▶ **Direction 1**
Please reproduce word for word the part of the piece below on the Russell Brand and Jonathan Ross prank calls that begins at the words "Russell Brand and" and stops after "humour, not laughing?".

▶ **Quoted text**
######

Russell Brand and Jonathan Ross are experiencing the aftermath of a joke gone horribly wrong. What do you get if you cross a Spanish waiter with ill-judged prank - 10,000 complaints and rising. After a series of on-air phonecalls to Andrew Sachs, the 78-year-old actor, about a liaison with his granddaughter, the two face calls for their resignation, an Ofcom inquiry, even a suggestion that they be prosecuted. Why are the British public, normally so proud of their sense of humour, not laughing?
The first issue is power. The dynamics between comedian and audience are complex. An audience are happy to be complicit in all kinds of unpleasant jokes, as long as they don't feel bad. Essentially, the rule is that laughing at the rich and famous is comedy, laughing at the poor and disenfranchised is bullying. In the past few years there have been a plethora of jokes about Heather Mills on primetime television. Because she's a wealthy celebrity, audiences are far more comfortable laughing at her disability than they would be about another woman injured in a traffic accident.

######

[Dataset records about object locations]
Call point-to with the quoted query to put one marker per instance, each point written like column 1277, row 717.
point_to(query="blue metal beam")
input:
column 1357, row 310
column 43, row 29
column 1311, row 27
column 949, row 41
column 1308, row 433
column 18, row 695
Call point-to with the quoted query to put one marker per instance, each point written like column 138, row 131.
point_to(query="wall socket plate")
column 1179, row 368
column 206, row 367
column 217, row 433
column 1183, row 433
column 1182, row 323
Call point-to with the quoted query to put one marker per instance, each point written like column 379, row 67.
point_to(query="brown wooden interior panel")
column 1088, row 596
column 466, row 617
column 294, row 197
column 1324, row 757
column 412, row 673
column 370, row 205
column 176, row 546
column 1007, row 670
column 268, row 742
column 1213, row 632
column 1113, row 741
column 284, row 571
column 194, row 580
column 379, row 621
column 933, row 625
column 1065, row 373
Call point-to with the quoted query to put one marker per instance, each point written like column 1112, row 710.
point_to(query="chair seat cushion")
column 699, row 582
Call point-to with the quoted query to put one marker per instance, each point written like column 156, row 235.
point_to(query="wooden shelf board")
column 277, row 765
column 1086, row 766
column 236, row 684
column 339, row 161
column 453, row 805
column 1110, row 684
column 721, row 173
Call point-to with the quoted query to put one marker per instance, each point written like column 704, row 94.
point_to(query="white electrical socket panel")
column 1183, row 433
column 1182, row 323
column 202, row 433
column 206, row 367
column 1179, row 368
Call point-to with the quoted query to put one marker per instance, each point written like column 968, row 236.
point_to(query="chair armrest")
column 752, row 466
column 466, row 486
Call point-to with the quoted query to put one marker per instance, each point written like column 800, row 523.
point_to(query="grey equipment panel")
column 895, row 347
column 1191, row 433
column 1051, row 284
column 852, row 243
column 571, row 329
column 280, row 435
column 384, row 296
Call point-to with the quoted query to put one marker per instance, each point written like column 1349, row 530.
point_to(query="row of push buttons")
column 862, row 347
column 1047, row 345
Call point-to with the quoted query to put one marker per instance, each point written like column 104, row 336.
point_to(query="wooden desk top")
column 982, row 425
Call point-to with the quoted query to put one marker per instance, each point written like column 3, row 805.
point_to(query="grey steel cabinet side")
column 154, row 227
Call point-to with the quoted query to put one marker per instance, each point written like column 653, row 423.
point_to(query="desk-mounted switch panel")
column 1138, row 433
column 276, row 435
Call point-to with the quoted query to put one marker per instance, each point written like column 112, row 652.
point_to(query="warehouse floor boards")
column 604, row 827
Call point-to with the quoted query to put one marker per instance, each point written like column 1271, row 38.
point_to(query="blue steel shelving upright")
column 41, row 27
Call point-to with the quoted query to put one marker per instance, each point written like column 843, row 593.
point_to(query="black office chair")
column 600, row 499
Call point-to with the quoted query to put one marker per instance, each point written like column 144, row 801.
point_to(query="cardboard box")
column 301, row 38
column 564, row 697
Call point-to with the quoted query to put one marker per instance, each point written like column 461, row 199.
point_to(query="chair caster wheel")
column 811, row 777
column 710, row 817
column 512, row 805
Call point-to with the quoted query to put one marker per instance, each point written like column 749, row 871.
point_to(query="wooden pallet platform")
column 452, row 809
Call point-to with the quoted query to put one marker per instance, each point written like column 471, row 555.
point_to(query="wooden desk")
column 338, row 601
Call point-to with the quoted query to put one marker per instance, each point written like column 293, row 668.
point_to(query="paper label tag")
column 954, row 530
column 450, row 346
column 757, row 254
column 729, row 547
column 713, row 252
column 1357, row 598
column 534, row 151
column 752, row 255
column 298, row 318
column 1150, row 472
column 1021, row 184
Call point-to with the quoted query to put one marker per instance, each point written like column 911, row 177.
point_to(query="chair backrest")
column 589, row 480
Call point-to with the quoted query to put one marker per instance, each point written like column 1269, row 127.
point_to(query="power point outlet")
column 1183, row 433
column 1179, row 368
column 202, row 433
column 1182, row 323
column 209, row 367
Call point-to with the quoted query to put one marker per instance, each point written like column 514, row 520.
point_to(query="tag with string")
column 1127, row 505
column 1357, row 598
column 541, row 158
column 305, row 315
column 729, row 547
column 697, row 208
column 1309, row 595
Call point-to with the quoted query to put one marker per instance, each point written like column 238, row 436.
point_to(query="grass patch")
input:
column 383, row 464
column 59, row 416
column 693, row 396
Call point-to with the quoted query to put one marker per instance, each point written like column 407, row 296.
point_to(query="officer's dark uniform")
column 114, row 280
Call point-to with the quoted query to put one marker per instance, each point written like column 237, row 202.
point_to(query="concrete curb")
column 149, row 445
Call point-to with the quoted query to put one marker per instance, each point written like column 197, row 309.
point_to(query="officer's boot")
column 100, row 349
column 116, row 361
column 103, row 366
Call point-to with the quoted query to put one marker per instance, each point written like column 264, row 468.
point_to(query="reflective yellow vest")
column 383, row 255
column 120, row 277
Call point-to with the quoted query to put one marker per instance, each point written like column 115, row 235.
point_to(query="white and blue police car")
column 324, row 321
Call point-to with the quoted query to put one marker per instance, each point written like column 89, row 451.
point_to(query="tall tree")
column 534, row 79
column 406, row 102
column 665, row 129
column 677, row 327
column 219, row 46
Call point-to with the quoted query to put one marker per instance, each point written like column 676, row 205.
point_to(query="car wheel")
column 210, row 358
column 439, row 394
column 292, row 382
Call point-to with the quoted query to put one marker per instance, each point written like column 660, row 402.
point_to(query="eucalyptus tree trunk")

######

▶ **Direction 2**
Pick out each line of the records above that holds the word "grey", matching case exactly.

▶ **Written answer 1**
Russell Brand and Jonathan Ross are experiencing the aftermath of a joke gone horribly wrong. What do you get if you cross a Spanish waiter with ill-judged prank - 10,000 complaints and rising. After a series of on-air phonecalls to Andrew Sachs, the 78-year-old actor, about a liaison with his granddaughter, the two face calls for their resignation, an Ofcom inquiry, even a suggestion that they be prosecuted. Why are the British public, normally so proud of their sense of humour, not laughing?

▶ **Written answer 2**
point_to(query="grey equipment panel")
point_to(query="grey steel cabinet side")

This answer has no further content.